__The problem__:
Rewrite the consumer confidence passage from "The U.S. Consumer" to "points to 109.1.", replacing "Present Situation Index" with "Current Conditions Index".

__Document passage__:
===============

Slow and steady is often better than fast and erratic. That describes national economic growth.

U.S. Consumer Confidence Index

The U.S. Consumer Confidence Index increased 2.5 points to 101.3 in March after declining in February. The Expectations Index rose 6.0 points to 96.0, and the Present Situation Index declined 3.0 points to 109.1.

For the second month in a row, present-day conditions were less favorable. The percentage of Americans who think current business conditions are “good” remained at 26.7 percent, while those who claim business conditions are “bad” increased from 16.7 percent to 19.4 percent. Assessment of the job market was mixed: the proportion who stated jobs are plentiful increased marginally from 20.3 percent to 20.6 percent, but the percentage of those who think jobs are hard to get also increased from 25.1 percent to 25.4 percent.

However, expectations for the next six months improved overall. While fewer people expect business conditions to improve over the next six months—16.7 percent compared to 17.6 percent last month—the percentage of those who expect business conditions to worsen fell from 8.9 percent to 8.0 percent. The positive job outlook had the biggest impact on the Expectations Index as the percentage of people expecting more jobs in the month ahead increased from 13.8 percent to 15.5 percent. Simultaneously, the percentage of those who expect fewer jobs declined from 14.8 percent in February to 13.5 percent in March. Consumers are also optimistic about their income trajectories: 18.4 percent expect their incomes to increase in the next six months, up from 16.4 percent last month.

===============

Extracted data entries:
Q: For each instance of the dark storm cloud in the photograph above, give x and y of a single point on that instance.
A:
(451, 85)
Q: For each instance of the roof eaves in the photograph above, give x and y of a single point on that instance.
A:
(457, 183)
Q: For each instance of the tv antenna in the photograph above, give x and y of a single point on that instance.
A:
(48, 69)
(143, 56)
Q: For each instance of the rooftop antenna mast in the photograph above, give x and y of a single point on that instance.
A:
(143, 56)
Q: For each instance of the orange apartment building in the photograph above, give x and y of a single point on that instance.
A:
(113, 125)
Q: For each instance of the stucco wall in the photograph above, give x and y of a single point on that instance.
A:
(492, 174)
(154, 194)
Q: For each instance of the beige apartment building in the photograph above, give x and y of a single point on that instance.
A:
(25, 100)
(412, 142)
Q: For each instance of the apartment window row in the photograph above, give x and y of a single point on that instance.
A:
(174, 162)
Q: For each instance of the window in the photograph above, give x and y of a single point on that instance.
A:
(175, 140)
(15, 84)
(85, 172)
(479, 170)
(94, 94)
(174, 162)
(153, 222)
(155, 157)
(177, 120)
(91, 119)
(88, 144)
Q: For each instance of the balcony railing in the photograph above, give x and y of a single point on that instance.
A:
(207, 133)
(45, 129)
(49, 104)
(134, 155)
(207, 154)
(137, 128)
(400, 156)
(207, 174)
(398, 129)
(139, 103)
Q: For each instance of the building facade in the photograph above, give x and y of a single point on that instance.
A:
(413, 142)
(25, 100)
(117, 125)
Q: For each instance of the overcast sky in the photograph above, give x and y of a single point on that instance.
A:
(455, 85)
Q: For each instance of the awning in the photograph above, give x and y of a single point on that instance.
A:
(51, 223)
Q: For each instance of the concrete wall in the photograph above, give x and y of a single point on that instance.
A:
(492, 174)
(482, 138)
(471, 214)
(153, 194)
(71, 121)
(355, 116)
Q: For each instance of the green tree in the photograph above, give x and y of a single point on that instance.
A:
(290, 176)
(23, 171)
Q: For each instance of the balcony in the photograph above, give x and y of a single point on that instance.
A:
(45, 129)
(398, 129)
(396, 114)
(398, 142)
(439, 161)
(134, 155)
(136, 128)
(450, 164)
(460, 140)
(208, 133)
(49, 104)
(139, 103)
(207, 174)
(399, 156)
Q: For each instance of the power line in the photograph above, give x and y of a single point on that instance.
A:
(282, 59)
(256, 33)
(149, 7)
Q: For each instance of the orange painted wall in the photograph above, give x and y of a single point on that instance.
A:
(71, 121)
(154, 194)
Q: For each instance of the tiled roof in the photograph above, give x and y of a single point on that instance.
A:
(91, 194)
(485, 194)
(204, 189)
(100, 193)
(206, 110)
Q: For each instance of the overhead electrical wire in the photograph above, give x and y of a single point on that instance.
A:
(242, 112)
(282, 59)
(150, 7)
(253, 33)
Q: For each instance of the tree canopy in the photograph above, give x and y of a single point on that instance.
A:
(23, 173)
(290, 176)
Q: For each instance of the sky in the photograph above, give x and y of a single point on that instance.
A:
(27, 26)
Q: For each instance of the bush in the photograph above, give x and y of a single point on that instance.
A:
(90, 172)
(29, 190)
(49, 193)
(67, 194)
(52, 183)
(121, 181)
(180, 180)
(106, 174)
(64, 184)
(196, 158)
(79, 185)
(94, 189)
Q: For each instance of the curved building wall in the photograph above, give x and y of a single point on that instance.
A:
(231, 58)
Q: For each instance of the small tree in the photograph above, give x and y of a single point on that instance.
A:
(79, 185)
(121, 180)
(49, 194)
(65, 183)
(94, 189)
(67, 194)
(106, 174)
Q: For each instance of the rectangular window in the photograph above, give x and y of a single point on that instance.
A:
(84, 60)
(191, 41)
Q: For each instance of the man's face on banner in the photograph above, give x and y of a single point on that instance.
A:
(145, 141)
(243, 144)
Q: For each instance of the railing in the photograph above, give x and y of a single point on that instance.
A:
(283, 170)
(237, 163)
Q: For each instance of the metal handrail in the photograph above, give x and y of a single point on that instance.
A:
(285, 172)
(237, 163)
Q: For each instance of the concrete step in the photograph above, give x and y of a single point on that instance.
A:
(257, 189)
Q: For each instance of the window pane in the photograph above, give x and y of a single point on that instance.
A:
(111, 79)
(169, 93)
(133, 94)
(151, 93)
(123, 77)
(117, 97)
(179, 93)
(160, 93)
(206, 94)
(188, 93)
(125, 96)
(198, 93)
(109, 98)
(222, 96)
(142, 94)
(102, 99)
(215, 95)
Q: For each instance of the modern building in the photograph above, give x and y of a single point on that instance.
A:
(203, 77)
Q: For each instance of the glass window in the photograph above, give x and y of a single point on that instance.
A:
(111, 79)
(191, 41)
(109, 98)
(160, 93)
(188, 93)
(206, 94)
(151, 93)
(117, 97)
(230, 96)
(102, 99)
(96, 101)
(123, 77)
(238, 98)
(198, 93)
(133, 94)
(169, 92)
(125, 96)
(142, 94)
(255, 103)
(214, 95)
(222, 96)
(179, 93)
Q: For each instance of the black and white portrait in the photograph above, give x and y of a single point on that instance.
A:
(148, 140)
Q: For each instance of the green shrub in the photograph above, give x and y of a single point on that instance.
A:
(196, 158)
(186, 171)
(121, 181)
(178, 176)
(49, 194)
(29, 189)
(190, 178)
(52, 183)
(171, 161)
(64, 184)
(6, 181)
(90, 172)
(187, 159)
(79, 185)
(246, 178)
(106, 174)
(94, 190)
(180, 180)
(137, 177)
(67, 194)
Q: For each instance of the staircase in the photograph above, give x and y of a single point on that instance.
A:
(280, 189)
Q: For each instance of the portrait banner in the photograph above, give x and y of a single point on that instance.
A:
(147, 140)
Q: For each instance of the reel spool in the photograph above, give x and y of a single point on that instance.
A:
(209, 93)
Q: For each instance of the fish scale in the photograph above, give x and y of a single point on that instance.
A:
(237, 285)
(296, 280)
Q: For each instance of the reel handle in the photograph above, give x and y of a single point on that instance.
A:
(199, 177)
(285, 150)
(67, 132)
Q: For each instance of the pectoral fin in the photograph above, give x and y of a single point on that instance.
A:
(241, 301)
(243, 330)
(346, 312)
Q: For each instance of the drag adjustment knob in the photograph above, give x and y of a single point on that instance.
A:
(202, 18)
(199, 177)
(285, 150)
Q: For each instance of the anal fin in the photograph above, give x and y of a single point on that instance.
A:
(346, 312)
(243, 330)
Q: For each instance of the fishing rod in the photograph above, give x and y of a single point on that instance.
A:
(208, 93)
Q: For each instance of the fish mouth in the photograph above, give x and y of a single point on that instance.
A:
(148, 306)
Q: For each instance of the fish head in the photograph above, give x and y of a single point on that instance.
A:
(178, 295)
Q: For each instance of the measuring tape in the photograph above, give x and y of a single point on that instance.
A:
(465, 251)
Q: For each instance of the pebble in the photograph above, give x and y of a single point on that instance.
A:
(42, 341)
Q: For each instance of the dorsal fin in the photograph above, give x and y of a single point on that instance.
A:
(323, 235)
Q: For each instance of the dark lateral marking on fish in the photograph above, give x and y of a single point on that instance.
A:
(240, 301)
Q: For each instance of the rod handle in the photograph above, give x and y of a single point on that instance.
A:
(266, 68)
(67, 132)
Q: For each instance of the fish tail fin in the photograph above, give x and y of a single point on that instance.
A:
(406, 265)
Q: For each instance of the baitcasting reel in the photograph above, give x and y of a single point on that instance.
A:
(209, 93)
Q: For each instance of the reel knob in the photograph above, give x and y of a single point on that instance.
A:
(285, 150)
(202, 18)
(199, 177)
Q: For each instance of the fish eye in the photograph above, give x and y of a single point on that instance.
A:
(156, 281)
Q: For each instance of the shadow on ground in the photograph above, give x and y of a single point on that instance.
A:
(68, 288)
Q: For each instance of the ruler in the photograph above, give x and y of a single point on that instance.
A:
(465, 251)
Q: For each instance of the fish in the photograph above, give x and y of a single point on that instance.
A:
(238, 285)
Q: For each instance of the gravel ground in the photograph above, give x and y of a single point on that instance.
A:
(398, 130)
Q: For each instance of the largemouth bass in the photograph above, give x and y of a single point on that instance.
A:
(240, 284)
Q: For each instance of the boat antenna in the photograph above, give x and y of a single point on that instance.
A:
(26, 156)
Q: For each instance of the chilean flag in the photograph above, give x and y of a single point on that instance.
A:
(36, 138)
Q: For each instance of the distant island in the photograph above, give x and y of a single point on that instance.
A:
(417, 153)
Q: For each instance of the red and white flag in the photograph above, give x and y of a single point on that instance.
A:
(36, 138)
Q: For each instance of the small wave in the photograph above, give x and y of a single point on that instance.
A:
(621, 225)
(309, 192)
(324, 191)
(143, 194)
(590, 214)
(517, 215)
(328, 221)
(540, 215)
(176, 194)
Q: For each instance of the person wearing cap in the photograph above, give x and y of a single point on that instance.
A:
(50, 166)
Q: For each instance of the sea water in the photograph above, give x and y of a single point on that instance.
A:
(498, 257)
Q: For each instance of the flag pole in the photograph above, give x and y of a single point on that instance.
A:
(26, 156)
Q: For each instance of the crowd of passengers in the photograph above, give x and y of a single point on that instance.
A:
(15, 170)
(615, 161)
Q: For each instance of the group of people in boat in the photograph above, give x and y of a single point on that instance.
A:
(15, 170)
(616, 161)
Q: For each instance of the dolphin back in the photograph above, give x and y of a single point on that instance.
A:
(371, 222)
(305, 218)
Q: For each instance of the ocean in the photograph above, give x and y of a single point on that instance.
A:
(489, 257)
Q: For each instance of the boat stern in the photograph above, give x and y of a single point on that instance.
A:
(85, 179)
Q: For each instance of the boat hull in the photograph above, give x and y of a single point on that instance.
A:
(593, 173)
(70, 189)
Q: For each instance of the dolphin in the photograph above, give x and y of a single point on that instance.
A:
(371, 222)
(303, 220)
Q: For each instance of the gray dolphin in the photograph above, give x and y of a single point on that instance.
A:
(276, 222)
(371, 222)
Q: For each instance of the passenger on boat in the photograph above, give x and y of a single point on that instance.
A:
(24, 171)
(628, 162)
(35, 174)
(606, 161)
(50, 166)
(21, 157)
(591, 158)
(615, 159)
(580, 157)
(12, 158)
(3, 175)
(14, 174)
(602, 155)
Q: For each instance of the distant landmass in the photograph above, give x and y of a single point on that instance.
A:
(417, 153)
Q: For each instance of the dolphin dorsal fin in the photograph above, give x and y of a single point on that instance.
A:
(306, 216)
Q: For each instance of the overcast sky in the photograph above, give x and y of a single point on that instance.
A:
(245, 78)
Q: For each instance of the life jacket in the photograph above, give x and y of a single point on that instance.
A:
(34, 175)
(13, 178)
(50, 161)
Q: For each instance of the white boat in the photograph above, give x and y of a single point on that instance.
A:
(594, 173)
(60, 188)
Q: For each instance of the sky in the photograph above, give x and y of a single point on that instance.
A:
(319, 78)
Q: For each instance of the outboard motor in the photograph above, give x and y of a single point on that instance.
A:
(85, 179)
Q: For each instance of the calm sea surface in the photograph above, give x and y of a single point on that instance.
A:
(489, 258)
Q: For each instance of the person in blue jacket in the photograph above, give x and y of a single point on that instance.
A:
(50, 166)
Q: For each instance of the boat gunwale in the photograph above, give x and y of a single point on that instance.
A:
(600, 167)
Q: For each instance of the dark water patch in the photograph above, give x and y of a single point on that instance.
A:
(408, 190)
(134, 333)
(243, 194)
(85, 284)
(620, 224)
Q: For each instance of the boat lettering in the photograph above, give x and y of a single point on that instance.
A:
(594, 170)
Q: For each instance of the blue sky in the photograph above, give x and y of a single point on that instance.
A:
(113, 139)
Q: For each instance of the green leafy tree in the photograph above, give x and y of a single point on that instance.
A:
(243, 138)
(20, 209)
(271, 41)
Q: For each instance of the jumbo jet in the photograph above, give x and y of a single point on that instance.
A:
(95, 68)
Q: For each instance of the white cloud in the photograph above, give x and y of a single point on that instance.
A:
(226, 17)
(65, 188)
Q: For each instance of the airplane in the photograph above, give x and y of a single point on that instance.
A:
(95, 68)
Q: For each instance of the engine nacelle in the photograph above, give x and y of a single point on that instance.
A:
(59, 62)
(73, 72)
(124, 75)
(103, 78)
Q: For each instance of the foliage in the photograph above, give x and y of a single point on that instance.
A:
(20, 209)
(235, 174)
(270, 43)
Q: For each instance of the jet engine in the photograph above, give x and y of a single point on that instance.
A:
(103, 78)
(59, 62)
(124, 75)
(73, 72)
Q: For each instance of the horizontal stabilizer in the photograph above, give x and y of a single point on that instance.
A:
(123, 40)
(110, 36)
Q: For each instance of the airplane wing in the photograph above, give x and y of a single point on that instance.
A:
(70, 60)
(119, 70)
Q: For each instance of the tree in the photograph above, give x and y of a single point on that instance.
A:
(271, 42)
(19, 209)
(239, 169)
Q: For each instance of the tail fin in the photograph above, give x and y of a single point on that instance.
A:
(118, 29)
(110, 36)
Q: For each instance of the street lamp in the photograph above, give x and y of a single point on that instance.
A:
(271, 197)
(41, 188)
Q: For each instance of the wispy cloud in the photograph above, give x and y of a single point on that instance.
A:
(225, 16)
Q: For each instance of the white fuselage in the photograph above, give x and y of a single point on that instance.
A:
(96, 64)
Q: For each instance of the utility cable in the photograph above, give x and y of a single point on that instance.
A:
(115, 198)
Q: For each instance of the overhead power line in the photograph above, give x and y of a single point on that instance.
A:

===============

__Problem solution__:
The U.S. Consumer Confidence Index increased 2.5 points to 101.3 in March after declining in February. The Expectations Index rose 6.0 points to 96.0, and the Current Conditions Index declined 3.0 points to 109.1.